PARTS OF THE EXERCISE.
[A] In the comment thread about Brooks's book, what does Brooks currently do for a living?
[B] From the comment thread about Brooks's book, return the passage between "From your review" and "wrong about that.", inclusive.

PASSAGE GIVEN.
= = = = = = =
That’s interesting! I think this would be a good start. It doesn’t talk too much about doctrine until later chapters, and then mostly in the context of Brooks’ experiences, but I think it’s still a decent (and fun to read) primer.
From your review I sort of want to know if Brooks sticks with it or leaves the Mormon church altogether. hmm. The ex-communications seem dicey
She does stick with it, to some extent. She’s currently a religion scholar and speaks pretty frequently on Mormonism in the mainstream press. I think she was on Jon Stewart recently, but I could be wrong about that.
This sounds really interesting to me – I’m looking forward to reading it.
I hope you get a chance to!
I just finished Arcadia by Lauren Groff and had the same impression. Albeit a fictional account in Arcadia, the narrator goes a long way towards balancing the negative stereotypes about growing up in a a hippie commune, with his own love of the place even with the problems that arose.
= = = = = = =
DATASET EXCERPT.

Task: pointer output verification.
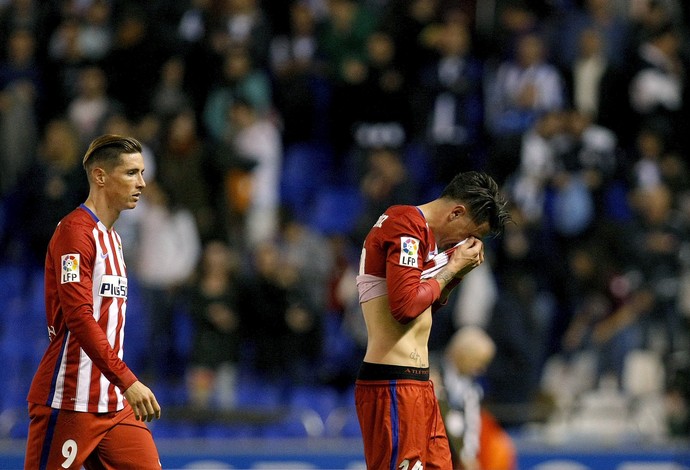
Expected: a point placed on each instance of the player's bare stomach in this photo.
(391, 342)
= = = = = = =
FINAL ANSWERS.
[A] She is a religion scholar.

[B]
From your review I sort of want to know if Brooks sticks with it or leaves the Mormon church altogether. hmm. The ex-communications seem dicey
She does stick with it, to some extent. She’s currently a religion scholar and speaks pretty frequently on Mormonism in the mainstream press. I think she was on Jon Stewart recently, but I could be wrong about that.